++++ RECORDS PROVIDED ++++
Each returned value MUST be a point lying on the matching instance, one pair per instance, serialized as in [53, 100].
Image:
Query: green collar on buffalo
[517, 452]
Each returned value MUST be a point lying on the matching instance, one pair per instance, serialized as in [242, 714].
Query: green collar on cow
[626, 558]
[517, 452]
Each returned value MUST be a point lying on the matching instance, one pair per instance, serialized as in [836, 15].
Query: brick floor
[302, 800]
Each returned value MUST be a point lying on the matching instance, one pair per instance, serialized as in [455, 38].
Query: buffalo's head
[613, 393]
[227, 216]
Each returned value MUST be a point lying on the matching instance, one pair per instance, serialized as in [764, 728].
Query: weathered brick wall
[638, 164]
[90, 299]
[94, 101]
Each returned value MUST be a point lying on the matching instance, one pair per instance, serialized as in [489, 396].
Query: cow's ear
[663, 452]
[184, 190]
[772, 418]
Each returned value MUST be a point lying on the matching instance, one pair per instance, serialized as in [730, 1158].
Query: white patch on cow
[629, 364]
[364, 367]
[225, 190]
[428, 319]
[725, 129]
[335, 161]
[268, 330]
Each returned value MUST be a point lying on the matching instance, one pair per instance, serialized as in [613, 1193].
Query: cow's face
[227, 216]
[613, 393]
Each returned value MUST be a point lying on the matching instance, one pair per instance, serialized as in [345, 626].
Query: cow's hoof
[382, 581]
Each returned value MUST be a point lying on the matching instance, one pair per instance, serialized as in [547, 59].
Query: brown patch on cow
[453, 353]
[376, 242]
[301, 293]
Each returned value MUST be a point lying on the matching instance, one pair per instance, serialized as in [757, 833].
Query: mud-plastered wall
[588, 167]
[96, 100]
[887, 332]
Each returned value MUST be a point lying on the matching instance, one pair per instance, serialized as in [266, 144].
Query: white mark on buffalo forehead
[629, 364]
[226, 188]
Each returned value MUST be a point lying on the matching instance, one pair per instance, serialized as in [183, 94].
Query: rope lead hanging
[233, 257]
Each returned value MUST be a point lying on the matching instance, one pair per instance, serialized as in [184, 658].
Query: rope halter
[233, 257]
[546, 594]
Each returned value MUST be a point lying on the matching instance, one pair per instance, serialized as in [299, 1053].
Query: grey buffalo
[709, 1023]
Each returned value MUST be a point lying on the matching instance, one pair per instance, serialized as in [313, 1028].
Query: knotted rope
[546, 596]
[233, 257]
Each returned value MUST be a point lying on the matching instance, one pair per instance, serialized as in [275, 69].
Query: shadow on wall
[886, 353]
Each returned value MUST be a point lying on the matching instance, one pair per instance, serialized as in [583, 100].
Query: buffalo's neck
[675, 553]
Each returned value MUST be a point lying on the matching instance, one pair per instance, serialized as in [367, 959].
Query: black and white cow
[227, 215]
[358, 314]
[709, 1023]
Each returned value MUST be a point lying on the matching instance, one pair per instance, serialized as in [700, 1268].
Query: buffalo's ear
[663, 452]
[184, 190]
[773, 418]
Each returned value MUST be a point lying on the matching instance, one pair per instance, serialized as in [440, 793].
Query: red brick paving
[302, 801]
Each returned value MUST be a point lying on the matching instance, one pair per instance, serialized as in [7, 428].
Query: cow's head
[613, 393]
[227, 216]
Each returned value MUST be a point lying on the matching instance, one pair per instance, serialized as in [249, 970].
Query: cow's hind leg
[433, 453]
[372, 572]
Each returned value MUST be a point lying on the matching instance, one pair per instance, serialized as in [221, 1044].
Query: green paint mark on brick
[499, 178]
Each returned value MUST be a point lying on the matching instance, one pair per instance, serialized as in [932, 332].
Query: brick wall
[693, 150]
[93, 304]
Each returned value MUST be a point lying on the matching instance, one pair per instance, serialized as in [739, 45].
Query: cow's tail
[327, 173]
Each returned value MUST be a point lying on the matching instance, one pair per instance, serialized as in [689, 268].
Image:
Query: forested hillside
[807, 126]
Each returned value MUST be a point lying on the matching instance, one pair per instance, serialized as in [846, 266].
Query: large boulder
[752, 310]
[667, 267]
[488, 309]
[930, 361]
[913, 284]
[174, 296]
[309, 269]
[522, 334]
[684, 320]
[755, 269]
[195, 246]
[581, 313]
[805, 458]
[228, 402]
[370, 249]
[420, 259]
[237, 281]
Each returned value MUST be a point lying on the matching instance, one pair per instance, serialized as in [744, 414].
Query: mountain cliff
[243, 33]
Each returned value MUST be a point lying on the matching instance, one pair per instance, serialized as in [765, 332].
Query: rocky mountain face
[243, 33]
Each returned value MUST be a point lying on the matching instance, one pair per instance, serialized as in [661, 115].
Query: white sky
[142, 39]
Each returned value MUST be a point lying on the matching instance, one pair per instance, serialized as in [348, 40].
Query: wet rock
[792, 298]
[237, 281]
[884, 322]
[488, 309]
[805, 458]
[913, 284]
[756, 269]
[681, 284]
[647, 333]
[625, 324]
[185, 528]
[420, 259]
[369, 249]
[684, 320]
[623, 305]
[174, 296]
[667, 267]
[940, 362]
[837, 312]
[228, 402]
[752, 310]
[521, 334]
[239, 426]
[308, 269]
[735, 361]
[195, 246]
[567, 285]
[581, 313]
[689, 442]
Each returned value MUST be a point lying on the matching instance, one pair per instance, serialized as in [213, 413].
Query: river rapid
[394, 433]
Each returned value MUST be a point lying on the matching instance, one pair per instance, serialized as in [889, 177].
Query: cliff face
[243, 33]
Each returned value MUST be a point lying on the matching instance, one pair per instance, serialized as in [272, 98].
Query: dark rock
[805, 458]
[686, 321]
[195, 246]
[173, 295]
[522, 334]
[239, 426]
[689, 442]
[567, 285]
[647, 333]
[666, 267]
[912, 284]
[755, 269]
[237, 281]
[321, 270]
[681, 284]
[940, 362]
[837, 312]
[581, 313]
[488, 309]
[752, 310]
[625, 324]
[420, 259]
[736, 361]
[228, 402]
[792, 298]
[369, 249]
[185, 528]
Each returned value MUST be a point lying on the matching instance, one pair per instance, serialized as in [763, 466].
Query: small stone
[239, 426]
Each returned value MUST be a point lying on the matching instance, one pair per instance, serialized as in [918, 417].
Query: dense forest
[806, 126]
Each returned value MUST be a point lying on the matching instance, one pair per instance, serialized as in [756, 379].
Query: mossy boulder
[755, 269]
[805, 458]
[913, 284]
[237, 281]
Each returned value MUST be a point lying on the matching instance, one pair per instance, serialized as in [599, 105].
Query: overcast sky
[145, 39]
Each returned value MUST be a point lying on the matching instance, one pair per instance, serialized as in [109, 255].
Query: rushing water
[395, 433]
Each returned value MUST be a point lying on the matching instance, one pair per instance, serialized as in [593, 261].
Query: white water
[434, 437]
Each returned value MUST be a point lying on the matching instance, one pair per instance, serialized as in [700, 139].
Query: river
++++
◆ EXERCISE OBJECTIVE
Your task is to reproduce the entries exactly, starting at the first line and ending with the line containing "in [489, 396].".

◆ TASK SOLUTION
Each returned value MUST be a point lying on the matching instance, one pair per instance, serialized as in [53, 100].
Image:
Query: green collar on buffalo
[517, 452]
Each returned value MUST be a point lying on the matching instance, one pair per instance, serialized as in [242, 714].
Query: green collar on cow
[626, 558]
[517, 452]
Each returned value MUST be a point lying on the matching instance, one pair per instance, serialized as in [836, 15].
Query: brick floor
[302, 800]
Each returned value MUST be a point lying on the matching instance, one pair per instance, serialized as in [455, 38].
Query: buffalo's head
[613, 393]
[227, 216]
Each returned value MUST be a point lying on the matching instance, one pair per instance, serialized as in [764, 728].
Query: weathered brick wall
[638, 164]
[90, 299]
[94, 101]
Each returned value MUST be a point lying on the matching instance, one pair per instance, serialized as in [489, 396].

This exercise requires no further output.